Given instruction:
Provide an exact transcription of all the records.
───
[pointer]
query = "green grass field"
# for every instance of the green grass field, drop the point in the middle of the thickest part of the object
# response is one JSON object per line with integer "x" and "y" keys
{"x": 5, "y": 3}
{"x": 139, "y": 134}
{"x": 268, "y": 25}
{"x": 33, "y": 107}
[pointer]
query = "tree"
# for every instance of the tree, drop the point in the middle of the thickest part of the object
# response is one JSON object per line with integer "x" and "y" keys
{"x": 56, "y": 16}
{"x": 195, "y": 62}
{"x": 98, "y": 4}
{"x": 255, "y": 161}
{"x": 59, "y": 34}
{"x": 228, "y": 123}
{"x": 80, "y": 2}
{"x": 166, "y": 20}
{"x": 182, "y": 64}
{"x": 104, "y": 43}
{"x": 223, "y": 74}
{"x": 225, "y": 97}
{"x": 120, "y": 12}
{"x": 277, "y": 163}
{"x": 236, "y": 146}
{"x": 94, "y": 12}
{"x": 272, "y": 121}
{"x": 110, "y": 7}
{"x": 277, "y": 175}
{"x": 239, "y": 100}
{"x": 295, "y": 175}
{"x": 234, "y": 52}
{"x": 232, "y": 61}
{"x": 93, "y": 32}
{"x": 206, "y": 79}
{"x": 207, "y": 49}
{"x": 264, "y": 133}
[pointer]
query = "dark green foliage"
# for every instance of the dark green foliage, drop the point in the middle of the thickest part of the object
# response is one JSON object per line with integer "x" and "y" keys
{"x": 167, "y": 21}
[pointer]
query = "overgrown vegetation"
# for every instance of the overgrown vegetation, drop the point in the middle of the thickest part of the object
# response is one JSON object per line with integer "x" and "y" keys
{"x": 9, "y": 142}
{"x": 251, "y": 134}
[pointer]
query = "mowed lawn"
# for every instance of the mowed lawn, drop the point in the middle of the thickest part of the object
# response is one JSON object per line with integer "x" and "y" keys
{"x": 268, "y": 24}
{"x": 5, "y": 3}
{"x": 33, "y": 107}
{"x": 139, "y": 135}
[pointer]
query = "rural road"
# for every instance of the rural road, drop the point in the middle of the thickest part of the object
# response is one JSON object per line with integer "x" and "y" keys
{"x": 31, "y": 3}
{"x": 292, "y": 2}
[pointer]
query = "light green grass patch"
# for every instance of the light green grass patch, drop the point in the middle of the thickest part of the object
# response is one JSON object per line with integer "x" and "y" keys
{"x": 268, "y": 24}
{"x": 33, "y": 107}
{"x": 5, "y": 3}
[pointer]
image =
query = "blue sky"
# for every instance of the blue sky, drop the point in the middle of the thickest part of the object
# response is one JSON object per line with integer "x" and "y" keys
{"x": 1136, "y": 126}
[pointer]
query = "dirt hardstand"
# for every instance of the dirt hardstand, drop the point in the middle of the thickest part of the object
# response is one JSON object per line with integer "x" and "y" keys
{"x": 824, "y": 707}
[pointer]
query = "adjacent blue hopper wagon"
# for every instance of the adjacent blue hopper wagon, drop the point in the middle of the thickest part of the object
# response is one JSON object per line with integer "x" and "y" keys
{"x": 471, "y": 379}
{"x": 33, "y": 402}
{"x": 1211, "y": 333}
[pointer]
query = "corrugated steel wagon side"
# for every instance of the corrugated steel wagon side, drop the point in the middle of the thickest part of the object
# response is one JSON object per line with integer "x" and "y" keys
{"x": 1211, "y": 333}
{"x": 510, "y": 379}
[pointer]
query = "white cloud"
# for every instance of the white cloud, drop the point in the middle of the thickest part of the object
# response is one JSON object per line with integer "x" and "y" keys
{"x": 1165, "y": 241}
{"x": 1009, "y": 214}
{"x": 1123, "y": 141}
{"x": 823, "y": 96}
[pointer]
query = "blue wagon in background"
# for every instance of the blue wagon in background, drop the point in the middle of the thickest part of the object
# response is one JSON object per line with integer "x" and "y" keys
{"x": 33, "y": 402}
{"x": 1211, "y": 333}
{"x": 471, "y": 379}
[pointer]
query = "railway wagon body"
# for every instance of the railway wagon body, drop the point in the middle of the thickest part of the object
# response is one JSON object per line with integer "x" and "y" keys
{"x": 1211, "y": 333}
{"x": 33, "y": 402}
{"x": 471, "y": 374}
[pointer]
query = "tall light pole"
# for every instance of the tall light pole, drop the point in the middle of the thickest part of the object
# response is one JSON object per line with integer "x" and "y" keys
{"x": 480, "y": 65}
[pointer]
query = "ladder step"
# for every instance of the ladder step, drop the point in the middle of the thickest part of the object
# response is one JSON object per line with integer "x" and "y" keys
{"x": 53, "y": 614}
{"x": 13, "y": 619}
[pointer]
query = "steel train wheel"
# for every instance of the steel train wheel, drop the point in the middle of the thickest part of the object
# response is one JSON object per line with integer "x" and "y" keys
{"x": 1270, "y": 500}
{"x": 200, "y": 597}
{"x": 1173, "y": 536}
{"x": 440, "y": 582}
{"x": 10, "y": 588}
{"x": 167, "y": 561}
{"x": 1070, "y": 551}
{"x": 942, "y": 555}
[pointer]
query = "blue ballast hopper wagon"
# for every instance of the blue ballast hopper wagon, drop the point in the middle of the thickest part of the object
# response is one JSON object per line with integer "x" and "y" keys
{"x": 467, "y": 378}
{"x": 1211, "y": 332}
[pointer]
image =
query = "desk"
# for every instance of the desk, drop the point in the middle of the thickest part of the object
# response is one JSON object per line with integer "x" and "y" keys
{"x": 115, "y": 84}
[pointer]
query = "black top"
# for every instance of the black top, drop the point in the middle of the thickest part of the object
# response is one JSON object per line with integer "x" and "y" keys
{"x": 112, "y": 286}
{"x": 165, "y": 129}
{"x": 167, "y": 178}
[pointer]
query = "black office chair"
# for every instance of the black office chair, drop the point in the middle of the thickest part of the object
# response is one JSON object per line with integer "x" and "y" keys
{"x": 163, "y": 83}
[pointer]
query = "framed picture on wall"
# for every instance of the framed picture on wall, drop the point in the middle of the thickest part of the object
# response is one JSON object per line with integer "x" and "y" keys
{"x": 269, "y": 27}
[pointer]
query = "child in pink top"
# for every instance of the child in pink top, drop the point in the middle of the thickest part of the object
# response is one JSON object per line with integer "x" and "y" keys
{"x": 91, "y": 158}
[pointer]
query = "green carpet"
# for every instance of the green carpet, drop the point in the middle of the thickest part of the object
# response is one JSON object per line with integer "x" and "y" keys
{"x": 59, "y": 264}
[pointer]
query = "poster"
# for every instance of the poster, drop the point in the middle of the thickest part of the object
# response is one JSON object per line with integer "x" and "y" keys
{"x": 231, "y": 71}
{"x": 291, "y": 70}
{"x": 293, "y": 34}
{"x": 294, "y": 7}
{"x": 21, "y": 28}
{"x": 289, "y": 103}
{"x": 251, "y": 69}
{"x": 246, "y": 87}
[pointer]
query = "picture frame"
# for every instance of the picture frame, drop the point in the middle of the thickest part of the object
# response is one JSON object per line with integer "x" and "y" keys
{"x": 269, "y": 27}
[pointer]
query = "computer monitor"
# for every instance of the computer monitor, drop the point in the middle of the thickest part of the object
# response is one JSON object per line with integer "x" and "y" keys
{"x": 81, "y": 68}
───
Expected answer:
[pointer]
query = "green grass field"
# for every instance of the green grass field, drop the point in the middle of the thickest part of the object
# response is one JSON object per line with integer "x" and "y" keys
{"x": 5, "y": 3}
{"x": 139, "y": 134}
{"x": 268, "y": 25}
{"x": 33, "y": 107}
[pointer]
query = "tree"
# for every instance of the tree, drop the point in the middle of the thickest part of the object
# response is one JSON object per line with integer "x" and "y" keys
{"x": 56, "y": 16}
{"x": 195, "y": 62}
{"x": 98, "y": 4}
{"x": 255, "y": 161}
{"x": 59, "y": 34}
{"x": 228, "y": 123}
{"x": 80, "y": 2}
{"x": 166, "y": 20}
{"x": 182, "y": 64}
{"x": 104, "y": 43}
{"x": 223, "y": 74}
{"x": 225, "y": 97}
{"x": 120, "y": 12}
{"x": 277, "y": 163}
{"x": 236, "y": 146}
{"x": 94, "y": 12}
{"x": 272, "y": 121}
{"x": 110, "y": 7}
{"x": 277, "y": 175}
{"x": 239, "y": 100}
{"x": 295, "y": 175}
{"x": 234, "y": 52}
{"x": 232, "y": 61}
{"x": 93, "y": 32}
{"x": 206, "y": 79}
{"x": 207, "y": 49}
{"x": 264, "y": 133}
[pointer]
query = "dark green foliage"
# for every instance of the dark green foliage, drop the point in the middle of the thickest part of the object
# response is one JSON object per line with integer "x" and "y" keys
{"x": 167, "y": 21}
[pointer]
query = "overgrown vegetation"
# for every instance of the overgrown vegetation, drop the point in the middle of the thickest part of the object
# response is one JSON object per line with integer "x" and "y" keys
{"x": 9, "y": 142}
{"x": 251, "y": 134}
[pointer]
query = "mowed lawn"
# for every instance of the mowed lawn, drop the point in the middle of the thickest part of the object
# response is one JSON object per line with integer "x" and "y" keys
{"x": 268, "y": 24}
{"x": 5, "y": 3}
{"x": 33, "y": 107}
{"x": 139, "y": 135}
[pointer]
query = "rural road"
# for every instance of the rural road, drop the point in the middle of the thickest part of the object
# response is one JSON object per line with integer "x" and "y" keys
{"x": 31, "y": 3}
{"x": 292, "y": 2}
[pointer]
query = "light green grass patch"
# for every instance of the light green grass patch, drop the point in the middle of the thickest part of the object
# response is one JSON object per line with integer "x" and "y" keys
{"x": 268, "y": 24}
{"x": 33, "y": 107}
{"x": 5, "y": 3}
[pointer]
image =
query = "blue sky"
# for every instance of the blue sky, drop the point in the middle of the thickest part of the object
# response is one JSON object per line with integer "x" and "y" keys
{"x": 1136, "y": 126}
[pointer]
query = "dirt hardstand"
# for every instance of the dirt hardstand, drop the point in the middle of the thickest part of the object
# response is one JSON object per line with integer "x" and "y" keys
{"x": 824, "y": 707}
[pointer]
query = "adjacent blue hopper wagon"
# for every instance of the adjacent blue hopper wagon, drop the point in the middle of the thickest part of the object
# response is one JSON object per line with integer "x" and "y" keys
{"x": 471, "y": 379}
{"x": 33, "y": 402}
{"x": 1211, "y": 333}
[pointer]
query = "corrugated steel wagon side"
# for every instance of the corrugated steel wagon side, drop the point in the middle of the thickest part of the object
# response is one JSON object per line with integer "x" and "y" keys
{"x": 1211, "y": 333}
{"x": 510, "y": 379}
[pointer]
query = "white cloud"
# for every instance of the white cloud, drop the point in the middle of the thickest part of the object
# response is one JSON object per line with integer "x" and "y" keys
{"x": 1165, "y": 241}
{"x": 1009, "y": 214}
{"x": 1123, "y": 141}
{"x": 823, "y": 96}
[pointer]
query = "blue wagon in background"
# for every instance of the blue wagon in background, drop the point in the middle of the thickest part of the object
# response is one JSON object per line with integer "x" and "y" keys
{"x": 33, "y": 402}
{"x": 1211, "y": 333}
{"x": 471, "y": 379}
[pointer]
query = "railway wagon body"
# for every instance of the railway wagon body, drop the point in the middle of the thickest part of the object
# response is one JSON object per line with integer "x" and "y" keys
{"x": 1211, "y": 333}
{"x": 33, "y": 402}
{"x": 471, "y": 374}
[pointer]
query = "tall light pole"
# for every instance of the tall light pole, drop the point in the middle of the thickest part of the object
# response is one JSON object per line with integer "x" and "y" keys
{"x": 480, "y": 65}
[pointer]
query = "ladder step"
# for every instance of the ladder step, drop the point in the middle of the thickest part of the object
# response is one JSON object per line with integer "x" and "y" keys
{"x": 53, "y": 614}
{"x": 13, "y": 619}
[pointer]
query = "steel train wheel"
# for every instance of the steel train wheel, drop the point in the middle of the thickest part of the object
# response is one JSON object per line with integer "x" and "y" keys
{"x": 1270, "y": 500}
{"x": 200, "y": 597}
{"x": 1173, "y": 536}
{"x": 440, "y": 582}
{"x": 10, "y": 588}
{"x": 167, "y": 561}
{"x": 1070, "y": 551}
{"x": 942, "y": 555}
[pointer]
query = "blue ballast hopper wagon"
# for every instance of the blue ballast hopper wagon, drop the point in the middle of the thickest part of the object
# response is one JSON object per line with integer "x" and "y" keys
{"x": 467, "y": 378}
{"x": 1211, "y": 332}
[pointer]
image =
query = "desk"
# for every instance of the desk, drop the point in the middle of the thickest part of the object
# response is one JSON object per line with integer "x" and "y" keys
{"x": 115, "y": 84}
[pointer]
query = "black top"
# for every instance of the black top, drop the point in the middle of the thickest part of the object
# response is one JSON object per line with integer "x" and "y" keys
{"x": 112, "y": 286}
{"x": 165, "y": 129}
{"x": 167, "y": 178}
[pointer]
query = "black office chair"
# for every instance of the black office chair, drop the point in the middle of the thickest part of the object
# response is one JSON object per line with integer "x" and "y" keys
{"x": 163, "y": 83}
[pointer]
query = "framed picture on wall"
# for every instance of the framed picture on wall, drop the point in the middle of the thickest part of the object
# response is one JSON object per line with integer "x" and "y" keys
{"x": 269, "y": 27}
[pointer]
query = "child in pink top"
# for every instance of the child in pink top, drop the point in the middle of the thickest part of the object
# response is one JSON object per line with integer "x" and "y" keys
{"x": 91, "y": 158}
[pointer]
query = "green carpet"
# for every instance of the green carpet, drop the point in the middle of the thickest part of the object
# response is one JSON object per line with integer "x" and "y" keys
{"x": 59, "y": 264}
[pointer]
query = "poster"
# for every instance of the poster, drop the point in the middle of the thickest part of the object
# response is one JSON object per line with integer "x" and "y" keys
{"x": 231, "y": 71}
{"x": 291, "y": 70}
{"x": 293, "y": 34}
{"x": 294, "y": 7}
{"x": 21, "y": 28}
{"x": 289, "y": 103}
{"x": 251, "y": 69}
{"x": 246, "y": 87}
[pointer]
query = "picture frame"
# for every instance of the picture frame, drop the point in the middle of the thickest part of the object
# response is one JSON object per line with integer "x" and "y" keys
{"x": 269, "y": 27}
[pointer]
query = "computer monitor"
# for every instance of the computer monitor, drop the point in the middle of the thickest part of the object
# response is one JSON object per line with integer "x" and "y" keys
{"x": 81, "y": 68}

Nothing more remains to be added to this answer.